Singer for over a decade here. Belting out your favorite songs does count as a form of practice to a point. The vocal exercises are important to get your voice into optimal shape and more importantly especially for beginners, nail down technique. It's vital if you want to be a singer where you're going to be performing many shows or recording long term. If you're singing incorrectly and putting strain on your vocal chords, even singing clean, over time you will damage your voice. Damaged vocal chords, callouses, nodes (that require surgery to fix and your voice will still never be the same).
If your vocal coach is doing nothing but showing you the boring, annoying exercises, see a better vocal coach who focuses less on exercises and more on letting you sing the songs YOU want to sing and addressing any bad habits and adopting proper technique where necessary. You might need a complete overhaul or just a little fine-tuning. Seeing a great, classically trained vocal coach massively opened my range to where high notes I was straining a bit before, I can reach easily and beyond by learning the proper techniques. Don't be too put off by having to make some embarrassing sounds before you get the hang of it. It took a bit to get used to but it was one of the best decisions I've made for my voice as I have been singing, crooning, belting, growling and screaming (which is also very important to use proper technique or it's a fastrack to a destroyed voice) all in the same performances with no problem at all.

# [Provided records]
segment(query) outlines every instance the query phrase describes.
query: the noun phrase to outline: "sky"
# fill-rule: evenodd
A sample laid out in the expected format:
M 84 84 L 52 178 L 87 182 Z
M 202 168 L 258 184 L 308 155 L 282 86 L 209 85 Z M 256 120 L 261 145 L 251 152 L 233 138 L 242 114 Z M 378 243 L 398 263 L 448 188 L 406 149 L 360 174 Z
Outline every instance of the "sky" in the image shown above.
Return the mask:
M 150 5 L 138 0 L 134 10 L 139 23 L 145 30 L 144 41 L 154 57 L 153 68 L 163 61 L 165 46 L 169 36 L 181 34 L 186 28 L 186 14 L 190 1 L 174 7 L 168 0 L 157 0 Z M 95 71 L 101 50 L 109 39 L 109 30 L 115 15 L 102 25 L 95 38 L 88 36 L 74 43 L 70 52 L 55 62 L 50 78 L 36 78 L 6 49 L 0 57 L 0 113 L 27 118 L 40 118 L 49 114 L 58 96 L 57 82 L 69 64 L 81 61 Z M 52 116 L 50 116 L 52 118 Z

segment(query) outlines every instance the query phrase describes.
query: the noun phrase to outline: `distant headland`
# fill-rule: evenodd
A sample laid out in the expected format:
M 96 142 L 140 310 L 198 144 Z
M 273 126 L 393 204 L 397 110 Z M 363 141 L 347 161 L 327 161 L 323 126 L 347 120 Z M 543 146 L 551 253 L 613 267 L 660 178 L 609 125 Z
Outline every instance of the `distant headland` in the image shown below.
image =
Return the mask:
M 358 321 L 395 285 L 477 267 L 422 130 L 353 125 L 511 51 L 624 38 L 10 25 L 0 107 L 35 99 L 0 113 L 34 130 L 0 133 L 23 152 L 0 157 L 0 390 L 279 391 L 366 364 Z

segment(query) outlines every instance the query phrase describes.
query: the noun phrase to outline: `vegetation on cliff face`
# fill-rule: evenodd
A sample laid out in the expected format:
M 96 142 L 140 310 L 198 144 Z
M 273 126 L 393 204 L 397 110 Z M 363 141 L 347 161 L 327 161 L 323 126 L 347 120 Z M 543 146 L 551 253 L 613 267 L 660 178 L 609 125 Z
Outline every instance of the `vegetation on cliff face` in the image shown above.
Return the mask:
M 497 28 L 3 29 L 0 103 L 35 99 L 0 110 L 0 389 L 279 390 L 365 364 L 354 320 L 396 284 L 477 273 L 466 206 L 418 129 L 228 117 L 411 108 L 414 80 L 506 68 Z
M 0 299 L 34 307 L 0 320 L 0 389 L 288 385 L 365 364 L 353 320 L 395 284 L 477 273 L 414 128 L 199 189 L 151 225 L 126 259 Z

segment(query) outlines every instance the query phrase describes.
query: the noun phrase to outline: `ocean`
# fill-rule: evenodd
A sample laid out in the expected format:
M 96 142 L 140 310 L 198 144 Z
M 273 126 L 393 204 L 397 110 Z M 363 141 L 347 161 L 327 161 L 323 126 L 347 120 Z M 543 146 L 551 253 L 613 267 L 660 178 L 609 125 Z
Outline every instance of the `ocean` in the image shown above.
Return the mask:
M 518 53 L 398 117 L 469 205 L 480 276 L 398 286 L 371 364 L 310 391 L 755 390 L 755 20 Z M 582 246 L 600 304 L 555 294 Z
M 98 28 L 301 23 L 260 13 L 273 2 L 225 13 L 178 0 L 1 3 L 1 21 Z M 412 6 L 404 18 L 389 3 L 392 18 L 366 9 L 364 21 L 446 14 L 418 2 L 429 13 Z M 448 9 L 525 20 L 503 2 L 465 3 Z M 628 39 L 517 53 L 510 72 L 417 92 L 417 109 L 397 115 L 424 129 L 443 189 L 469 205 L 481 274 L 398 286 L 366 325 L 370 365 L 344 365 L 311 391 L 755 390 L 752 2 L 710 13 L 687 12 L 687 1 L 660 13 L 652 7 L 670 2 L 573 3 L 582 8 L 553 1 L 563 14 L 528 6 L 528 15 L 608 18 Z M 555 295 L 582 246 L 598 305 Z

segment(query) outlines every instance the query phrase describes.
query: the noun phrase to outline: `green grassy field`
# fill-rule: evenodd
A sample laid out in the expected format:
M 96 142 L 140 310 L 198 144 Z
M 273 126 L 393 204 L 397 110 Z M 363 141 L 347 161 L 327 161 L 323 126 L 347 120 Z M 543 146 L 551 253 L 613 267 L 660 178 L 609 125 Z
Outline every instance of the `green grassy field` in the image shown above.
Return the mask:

# [Work order]
Continue the post about vocal exercises and finding a good vocal coach, picking up after its final sentence.

# [Answer area]
After reading through the comments I should add I had been singing a while before and already had the tone and range to start with, I have no idea if one can be taught to sing if they don't already have good pitch, rhythm and tone. My girlfriend is a singer too, she never had lessons but has so much raw talent with pitch and rhythm (I had no idea she wasn't quantising her keys and didn't even know what it was, she was just that on time.) She learned just by copying her favourite singers and realizing she could do it. I've just given her a few pointers to make sure she isn't doing any damage. Some people are just freaks like her. I have perfect pitch (which means if you play me any note I can tell you what it is, tell you all the notes in a chord and produce any note you ask me without a tone reference) It took me a lot of practicing to be as precise rhythmically as she just is from the womb!
Listening to your clip, you're in a good place to start. You've got a nice timbre, you're obviously not tone deaf and understand pitch. I think you all you have to do is keep singing, keep recording yourself and you'll get more confident and better each time.